DOCUMENT EXCERPT.

Well just this mornng on C5N they were saying that Argentines will have to accept the reality of a 4:1 usd in the coming months.

Out of curiosity, does anyone know what the exchange rate and rate of inflation peaked at before the economy crashed last time round?


syngirl said:
Well just this mornng on C5N they were saying that Argentines will have to accept the reality of a 4:1 usd in the coming months.

Out of curiosity, does anyone know what the exchange rate and rate of inflation peaked at before the economy crashed last time round?
I have no idea what the official figures were like but in the six months before the economy crashed end of 2001, I didn't noticed any inflation. The exchange rate was 1:1 until mid-December when it dropped suddenly and fairly massively for several months - I remember I was getting around 7 pesos to the British pound in 2002 and prices generally remained at their pre-devaluation levels - maybe there was some initial inflation to help balance things out...but my costs here went from the same as they were in London, to less than half that within days.
As far as I've noticed, inflation has slowly crept up from 2004/2005 onwards with costs hitting pre-devaluation levels 1/2 years ago and surpassing them over the past 6 months.
(this is what I've noticed - and is not backed up with any official data whatsoever)


Ofcourse, we should not forget that a 1 to 1 was unsustainable and one of the most important reasons for the economy to crash. 1 to 1 was to good to be true.


And remember that the 1 to 1 was maintained by cheaply selling all the state-owned companies, taking debt, and generally destroying the economy (no wonder that there was no inflation!). I remember too well the 25%> unemployment rate. I prefer 2010, and a lot of people that now eats food every day too. You will be surprised in 2011.

GIVEN INFORMATION.
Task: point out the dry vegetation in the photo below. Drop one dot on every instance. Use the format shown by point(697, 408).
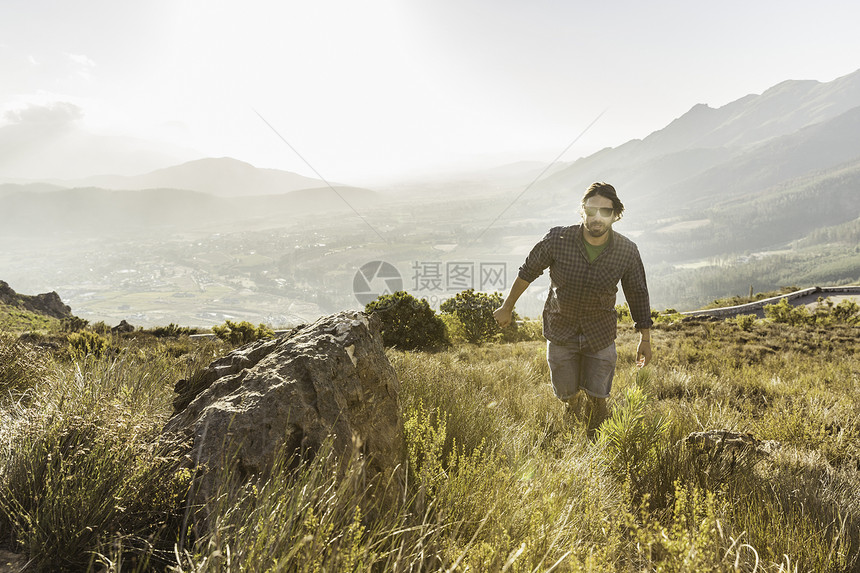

WORK INSTRUCTIONS.
a. Answer these questions from the forum thread on Argentina's exchange rate, one per line, marked (i), (ii) and (iii):
(i) What exchange rate against the US dollar did C5N say Argentines would have to accept in the coming months?
(ii) Until what point did the exchange rate stay at 1:1 before it dropped?
(iii) Around how many pesos to the British pound was one poster getting in 2002?
b. List every calendar year that the forum thread on Argentina's exchange rate names.
c. Write the next part of the forum thread on Argentina's exchange rate, picking up after its final post.

RESULTS FOR THE EXERCISE.
a.
(i) 4:1 against the US dollar.
(ii) Until mid-December of 2001.
(iii) Around 7 pesos to the British pound.

b. 2001, 2002, 2004, 2005, 2010, 2011

c.
BUENOS AIRES (Dow Jones)--Argentines' expectations for future inflation surged in April from the previous month, according to a closely watched survey of consumers.

Torcuato Di Tella University said Wednesday that the median projection for inflation over the next 12 months was 30% in April. That ties the survey's two-year-old historic and is up from 25% a month ago.

"The strong growth in the public's inflation expectations this year confirms the aggravation of the inflation dynamic," said Guido Sandleris, director of financial investigations at the university.

The 20.6 percentage point gap between what people expect inflation to be and what economists think the government will say it is has risen to a new high, said Sandleris.

"The magnitude of this gap continues to highlight the scarce credibility of the government's official data," Sandleris said.

The national statistics institute, Indec, reported a 1.2% month-on-month increase for its February consumer price index and a 8.2% gain on the year.

However, economists say real monthly inflation was likely closer to 3% while the annualized inflation was 16%.

Most private sector economists expect inflation to total at least two or three times the official Indec rate.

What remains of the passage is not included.